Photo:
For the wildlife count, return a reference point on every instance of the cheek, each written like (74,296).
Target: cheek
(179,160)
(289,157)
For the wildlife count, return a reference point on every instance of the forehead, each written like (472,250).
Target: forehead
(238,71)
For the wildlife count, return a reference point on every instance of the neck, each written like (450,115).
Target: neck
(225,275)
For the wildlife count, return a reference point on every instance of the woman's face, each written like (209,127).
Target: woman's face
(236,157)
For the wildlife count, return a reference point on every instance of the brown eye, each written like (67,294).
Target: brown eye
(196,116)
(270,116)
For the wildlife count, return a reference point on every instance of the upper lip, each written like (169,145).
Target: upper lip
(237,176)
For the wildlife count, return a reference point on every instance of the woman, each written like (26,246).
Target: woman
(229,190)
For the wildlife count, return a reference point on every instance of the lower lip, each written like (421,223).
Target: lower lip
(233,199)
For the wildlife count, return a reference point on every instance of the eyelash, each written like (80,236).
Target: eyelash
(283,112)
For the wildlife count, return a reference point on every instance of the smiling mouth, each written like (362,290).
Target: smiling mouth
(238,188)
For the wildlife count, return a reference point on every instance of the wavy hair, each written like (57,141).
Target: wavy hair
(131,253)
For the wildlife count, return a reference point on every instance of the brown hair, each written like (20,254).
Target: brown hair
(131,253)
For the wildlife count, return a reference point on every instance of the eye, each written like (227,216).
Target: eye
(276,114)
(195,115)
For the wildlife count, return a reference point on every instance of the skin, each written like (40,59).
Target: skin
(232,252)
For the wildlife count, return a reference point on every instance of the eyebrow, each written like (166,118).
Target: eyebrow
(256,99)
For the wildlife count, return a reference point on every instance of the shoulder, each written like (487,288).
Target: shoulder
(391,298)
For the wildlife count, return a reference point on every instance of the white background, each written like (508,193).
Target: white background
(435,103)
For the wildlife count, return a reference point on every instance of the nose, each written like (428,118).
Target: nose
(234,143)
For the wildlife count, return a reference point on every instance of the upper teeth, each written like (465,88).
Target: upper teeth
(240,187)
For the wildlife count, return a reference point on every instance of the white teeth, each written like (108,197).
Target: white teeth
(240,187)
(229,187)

......

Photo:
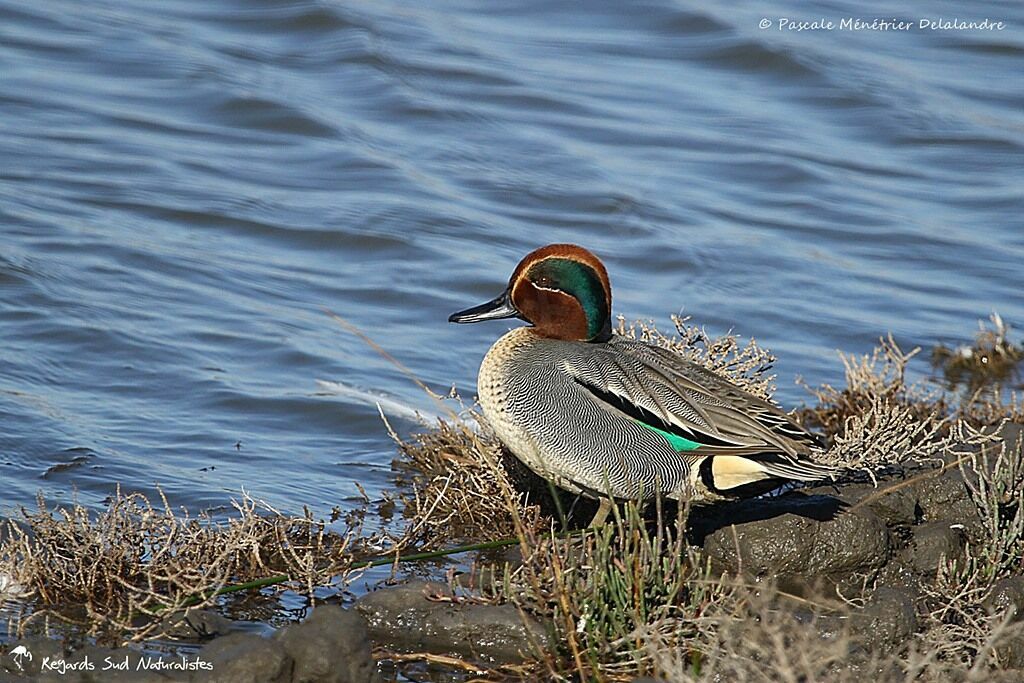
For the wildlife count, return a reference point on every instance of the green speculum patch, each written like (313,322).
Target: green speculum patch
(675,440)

......

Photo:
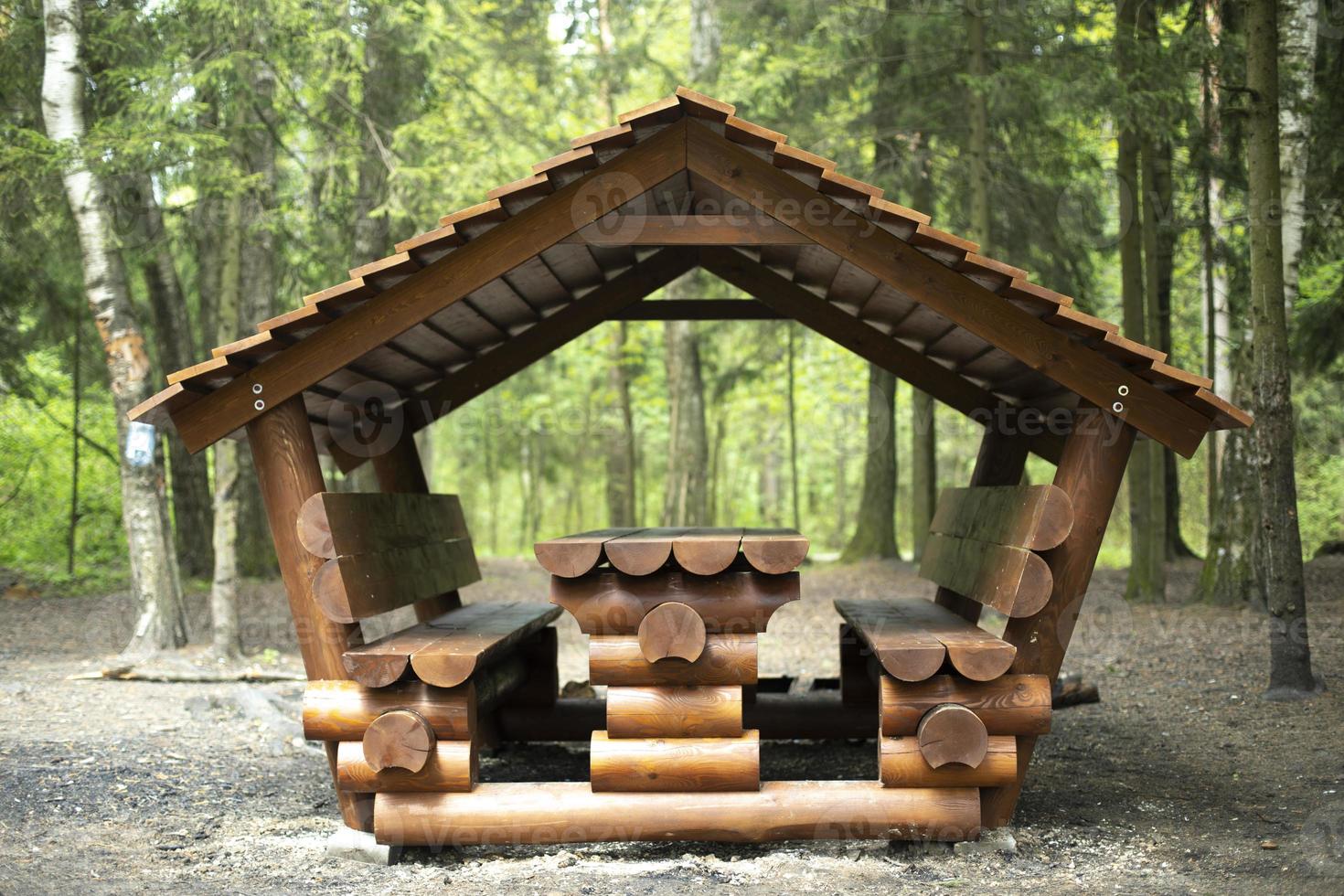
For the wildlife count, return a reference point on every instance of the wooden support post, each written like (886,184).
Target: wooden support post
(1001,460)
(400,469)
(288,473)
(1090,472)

......

__GIVEN INSTRUCTION__: List each line of the listing above that contains the word "woman".

__OUTPUT OF THE EXERCISE__:
For the wildlife count, return a reference point on every instance of the woman's face, each written like (209,127).
Target: woman's face
For the wildlife count, return a reference point on every instance of the woman, each written like (26,246).
Target: woman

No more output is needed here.